INFORMATION SHOWN →

+--

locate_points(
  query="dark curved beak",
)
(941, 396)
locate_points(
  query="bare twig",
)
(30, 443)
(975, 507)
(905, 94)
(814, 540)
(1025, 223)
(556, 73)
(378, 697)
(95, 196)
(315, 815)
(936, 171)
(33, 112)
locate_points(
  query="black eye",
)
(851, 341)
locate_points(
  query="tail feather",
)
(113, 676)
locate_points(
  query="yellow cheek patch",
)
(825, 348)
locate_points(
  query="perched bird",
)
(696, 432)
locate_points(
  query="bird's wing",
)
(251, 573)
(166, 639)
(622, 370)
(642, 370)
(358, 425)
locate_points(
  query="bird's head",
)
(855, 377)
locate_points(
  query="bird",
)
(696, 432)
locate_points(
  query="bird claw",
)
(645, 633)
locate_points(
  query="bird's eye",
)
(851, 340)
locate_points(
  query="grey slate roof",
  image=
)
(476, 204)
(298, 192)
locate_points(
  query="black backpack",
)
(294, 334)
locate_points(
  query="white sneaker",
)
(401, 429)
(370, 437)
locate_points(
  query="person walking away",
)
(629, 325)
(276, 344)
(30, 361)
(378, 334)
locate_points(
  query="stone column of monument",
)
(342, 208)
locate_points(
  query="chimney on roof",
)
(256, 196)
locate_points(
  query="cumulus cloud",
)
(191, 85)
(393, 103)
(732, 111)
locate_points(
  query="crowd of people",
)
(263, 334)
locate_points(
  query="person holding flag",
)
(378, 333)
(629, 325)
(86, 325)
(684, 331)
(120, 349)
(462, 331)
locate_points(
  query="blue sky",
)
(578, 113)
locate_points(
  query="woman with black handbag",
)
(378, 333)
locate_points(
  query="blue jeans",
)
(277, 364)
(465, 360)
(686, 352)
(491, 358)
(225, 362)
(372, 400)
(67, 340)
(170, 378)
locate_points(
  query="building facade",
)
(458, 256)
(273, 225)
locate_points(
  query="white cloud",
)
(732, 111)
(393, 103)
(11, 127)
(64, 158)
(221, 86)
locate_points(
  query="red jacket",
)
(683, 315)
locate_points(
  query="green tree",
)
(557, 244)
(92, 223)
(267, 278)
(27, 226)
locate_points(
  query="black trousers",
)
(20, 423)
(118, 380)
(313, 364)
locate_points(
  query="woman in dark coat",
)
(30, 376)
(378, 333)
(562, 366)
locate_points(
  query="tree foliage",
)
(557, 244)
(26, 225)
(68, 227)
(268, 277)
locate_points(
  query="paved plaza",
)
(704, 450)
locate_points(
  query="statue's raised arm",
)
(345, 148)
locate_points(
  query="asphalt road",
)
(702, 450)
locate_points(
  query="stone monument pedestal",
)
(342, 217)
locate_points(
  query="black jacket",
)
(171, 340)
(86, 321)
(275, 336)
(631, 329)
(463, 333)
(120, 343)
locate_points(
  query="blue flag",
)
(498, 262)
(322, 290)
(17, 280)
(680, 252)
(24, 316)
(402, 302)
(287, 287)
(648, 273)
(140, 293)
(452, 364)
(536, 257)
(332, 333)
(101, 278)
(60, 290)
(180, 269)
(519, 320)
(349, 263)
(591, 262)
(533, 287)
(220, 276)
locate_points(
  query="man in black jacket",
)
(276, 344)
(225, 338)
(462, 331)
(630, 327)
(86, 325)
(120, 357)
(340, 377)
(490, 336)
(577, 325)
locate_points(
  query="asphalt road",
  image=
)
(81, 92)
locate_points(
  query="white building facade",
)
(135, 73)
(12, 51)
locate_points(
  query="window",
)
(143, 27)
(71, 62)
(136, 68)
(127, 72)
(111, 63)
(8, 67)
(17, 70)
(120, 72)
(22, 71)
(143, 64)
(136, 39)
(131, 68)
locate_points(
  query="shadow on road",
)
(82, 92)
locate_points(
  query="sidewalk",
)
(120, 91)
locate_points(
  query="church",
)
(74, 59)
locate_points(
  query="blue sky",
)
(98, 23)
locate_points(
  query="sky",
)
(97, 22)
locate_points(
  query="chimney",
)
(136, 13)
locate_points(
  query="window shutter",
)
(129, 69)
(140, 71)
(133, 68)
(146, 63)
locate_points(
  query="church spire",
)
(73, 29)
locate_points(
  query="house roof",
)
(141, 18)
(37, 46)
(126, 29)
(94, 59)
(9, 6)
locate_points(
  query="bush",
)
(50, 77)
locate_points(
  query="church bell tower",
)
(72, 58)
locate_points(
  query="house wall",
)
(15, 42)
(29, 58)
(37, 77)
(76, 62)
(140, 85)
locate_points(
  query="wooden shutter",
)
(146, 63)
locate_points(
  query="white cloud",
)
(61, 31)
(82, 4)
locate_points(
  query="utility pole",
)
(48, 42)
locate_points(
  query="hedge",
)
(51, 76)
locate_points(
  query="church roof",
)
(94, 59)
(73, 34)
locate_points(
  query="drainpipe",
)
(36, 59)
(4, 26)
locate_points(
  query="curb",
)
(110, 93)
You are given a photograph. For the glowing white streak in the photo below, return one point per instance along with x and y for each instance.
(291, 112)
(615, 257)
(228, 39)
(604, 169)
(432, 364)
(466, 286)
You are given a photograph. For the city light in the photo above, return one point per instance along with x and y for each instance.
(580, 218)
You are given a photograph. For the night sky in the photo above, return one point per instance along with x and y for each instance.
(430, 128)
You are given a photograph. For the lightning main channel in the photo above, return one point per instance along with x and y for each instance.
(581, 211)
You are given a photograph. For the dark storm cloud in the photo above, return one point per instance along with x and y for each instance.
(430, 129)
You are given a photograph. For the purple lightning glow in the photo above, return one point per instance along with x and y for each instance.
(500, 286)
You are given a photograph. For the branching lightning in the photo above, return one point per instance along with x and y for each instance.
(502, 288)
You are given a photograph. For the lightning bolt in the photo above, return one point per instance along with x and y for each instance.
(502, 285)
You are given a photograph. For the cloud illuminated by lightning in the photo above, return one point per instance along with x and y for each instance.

+--

WHAT THE TASK REQUIRES →
A single figure must be given: how many lines of the records above include the string "black".

RESPONSE TO THIS TASK →
6